● **Exercise material**
####################
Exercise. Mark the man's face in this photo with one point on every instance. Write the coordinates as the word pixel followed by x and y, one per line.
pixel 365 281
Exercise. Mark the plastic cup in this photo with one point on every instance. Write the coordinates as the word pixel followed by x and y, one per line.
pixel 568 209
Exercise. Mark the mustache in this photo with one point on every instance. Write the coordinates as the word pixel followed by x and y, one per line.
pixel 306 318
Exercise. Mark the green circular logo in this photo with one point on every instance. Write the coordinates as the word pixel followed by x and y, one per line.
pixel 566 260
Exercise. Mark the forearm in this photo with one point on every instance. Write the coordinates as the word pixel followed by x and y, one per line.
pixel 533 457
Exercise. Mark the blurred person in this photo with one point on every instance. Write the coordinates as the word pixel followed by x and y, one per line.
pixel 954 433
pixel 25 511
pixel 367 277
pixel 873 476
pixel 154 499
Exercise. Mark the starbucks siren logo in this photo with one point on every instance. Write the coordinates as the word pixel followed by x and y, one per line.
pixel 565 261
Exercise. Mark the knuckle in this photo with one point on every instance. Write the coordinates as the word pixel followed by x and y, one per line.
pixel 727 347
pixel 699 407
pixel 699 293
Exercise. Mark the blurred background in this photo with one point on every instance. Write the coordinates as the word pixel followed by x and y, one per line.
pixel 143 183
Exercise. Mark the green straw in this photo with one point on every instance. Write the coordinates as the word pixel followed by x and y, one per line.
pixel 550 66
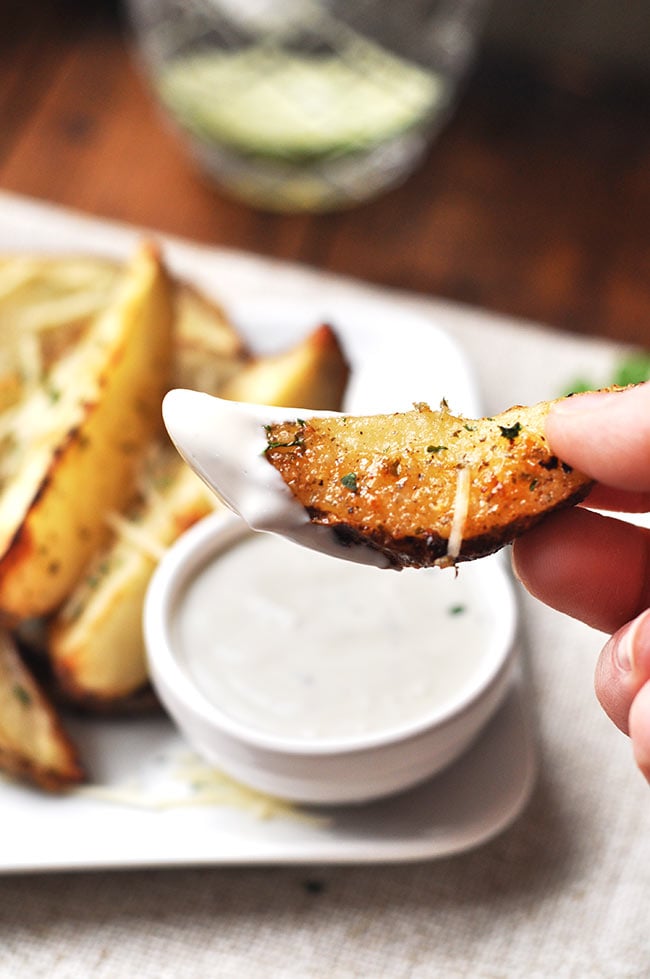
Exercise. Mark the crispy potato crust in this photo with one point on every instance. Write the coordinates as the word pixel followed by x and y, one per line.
####################
● **Task objective**
Will you put the lines from the one containing "Exercise. Mark the blurred person" through the one containing "pixel 565 261" into a numbered list, leaving out any blank lines?

● **Answer for this exercise**
1. Exercise. Mark the blurred person in this photo with one point on every instance. Write the coordinates as the word pixel followed by x and y, one per line.
2. pixel 954 433
3. pixel 25 511
4. pixel 367 277
5. pixel 873 476
6. pixel 154 499
7. Exercise. Mark the starbucks siren logo in this photo with one point on every instance. Write the coordinates as the word pixel followed by x and y, one per line.
8. pixel 565 261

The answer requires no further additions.